### Text

One note of caution. You will have to make a holder to keep the bottle of trim glue upside-down between uses and applications. It takes waaaay too long for it to flow to the spout otherwise. I use a simple block with a small hole for the spout centered on a larger hole for the cap part. And remember to put that small white cap back on at the end of the use or you'll have a real mess!


----------



## DMIHOMECENTER

FWIW, the ready-made hide glues (including Titebond) have a shelf life of about a year… and that's if you keep it inside (away from hot and cold extremes). So be sure and use it if you buy some.

Great stuff and very strong. I'd say the strings of an instrument apply much more stress at all times than a fat man on a dining chair's mortise and tenons. As said above, inside use only… and it has the ability to be removed and reset. Don't ask me how I know this ;=)


----------



## Tomj

Titebond 2 and 3 is good enough for building bows but on fiberglass bows or bamboo backed bows I prefer smooth on ( it must be cured at 160 degrees) and for bamboo backed bows Urac 185 which I heat cure at about 100-110 dgrees but I have used titebond 2 for glueing many bows together that have shot atleast 1000 shots, have only had one bow brake and that was the first one I made. Titebond three is preferable if the joint might undertake some wet conditions. As for titebond hide glue, most bowyers I know would only use their own mix hide glue although I know some that have used it successfully in bows. I tend to only use gorrilla wood glue in a situation where I want a so-called clear drying glue. I'm still learning when it comes to building furniture though (bows too) you could never stop learning right?

Labeled-object pointing data:
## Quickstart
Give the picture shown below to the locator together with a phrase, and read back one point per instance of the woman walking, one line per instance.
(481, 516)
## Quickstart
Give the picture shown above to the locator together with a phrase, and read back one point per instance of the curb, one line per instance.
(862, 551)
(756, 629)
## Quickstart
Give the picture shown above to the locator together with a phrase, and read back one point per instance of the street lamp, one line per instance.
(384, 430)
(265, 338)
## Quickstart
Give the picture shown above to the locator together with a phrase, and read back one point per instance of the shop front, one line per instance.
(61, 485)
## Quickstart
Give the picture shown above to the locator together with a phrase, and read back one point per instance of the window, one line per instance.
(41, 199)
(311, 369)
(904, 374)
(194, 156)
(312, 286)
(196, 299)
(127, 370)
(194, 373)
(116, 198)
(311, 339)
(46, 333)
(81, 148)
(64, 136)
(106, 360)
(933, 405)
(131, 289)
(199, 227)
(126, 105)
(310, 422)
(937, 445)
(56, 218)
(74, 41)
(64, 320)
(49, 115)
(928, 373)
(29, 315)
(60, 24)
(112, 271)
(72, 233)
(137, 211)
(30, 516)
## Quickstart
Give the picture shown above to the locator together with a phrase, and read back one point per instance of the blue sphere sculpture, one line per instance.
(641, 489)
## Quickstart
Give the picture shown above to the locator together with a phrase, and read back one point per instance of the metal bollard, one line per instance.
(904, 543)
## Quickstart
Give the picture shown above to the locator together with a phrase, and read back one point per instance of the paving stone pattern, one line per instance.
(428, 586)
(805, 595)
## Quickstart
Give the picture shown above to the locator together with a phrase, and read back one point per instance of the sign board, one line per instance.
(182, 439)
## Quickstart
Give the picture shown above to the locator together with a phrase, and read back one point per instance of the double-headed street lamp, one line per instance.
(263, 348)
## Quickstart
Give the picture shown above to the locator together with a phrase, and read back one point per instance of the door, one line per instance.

### What you are asked to do
According to the glue discussion, roughly how long do ready-made hide glues last on the shelf?

### Correct result
About a year, if kept inside away from hot and cold extremes.